» **Exercise instructions**:
Please copy every line of the records below that holds the word "airberlin".

» **Information shown**:
• • •

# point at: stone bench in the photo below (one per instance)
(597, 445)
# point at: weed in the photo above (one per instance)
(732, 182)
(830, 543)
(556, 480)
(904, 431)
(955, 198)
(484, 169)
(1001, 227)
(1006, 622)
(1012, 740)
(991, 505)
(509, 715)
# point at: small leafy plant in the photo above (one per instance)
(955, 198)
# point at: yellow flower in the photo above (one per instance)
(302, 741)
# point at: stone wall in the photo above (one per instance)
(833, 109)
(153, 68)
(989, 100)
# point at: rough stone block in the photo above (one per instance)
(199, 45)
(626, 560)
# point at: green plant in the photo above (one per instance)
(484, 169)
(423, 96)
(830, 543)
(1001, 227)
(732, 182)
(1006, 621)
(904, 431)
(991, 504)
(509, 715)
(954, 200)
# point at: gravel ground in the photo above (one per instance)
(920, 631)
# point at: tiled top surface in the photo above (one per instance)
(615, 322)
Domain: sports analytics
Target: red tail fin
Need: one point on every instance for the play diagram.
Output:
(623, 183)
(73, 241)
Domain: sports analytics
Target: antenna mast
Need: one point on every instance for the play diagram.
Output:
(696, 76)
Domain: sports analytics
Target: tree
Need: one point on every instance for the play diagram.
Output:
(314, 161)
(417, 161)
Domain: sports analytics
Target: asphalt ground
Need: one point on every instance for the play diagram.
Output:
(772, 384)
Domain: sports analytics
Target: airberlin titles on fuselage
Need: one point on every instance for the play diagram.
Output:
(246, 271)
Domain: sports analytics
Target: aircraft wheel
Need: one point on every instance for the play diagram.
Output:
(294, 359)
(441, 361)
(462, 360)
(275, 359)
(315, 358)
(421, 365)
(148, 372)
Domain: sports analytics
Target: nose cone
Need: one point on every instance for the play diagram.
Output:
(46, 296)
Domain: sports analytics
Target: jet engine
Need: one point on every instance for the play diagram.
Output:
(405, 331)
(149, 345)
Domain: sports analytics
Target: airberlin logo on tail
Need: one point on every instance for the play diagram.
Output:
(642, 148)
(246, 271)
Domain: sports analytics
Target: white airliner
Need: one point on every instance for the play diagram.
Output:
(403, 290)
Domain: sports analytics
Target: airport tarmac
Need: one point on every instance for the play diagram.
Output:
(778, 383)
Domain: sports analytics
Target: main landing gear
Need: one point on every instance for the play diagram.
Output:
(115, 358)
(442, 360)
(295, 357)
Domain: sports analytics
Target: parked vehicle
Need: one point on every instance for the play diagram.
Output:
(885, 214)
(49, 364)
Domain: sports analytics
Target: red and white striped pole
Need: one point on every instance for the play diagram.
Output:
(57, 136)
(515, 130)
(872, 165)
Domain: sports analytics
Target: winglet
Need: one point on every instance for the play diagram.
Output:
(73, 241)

• • •

» **Reply to the task**:
Target: airberlin titles on fuselage
Target: airberlin logo on tail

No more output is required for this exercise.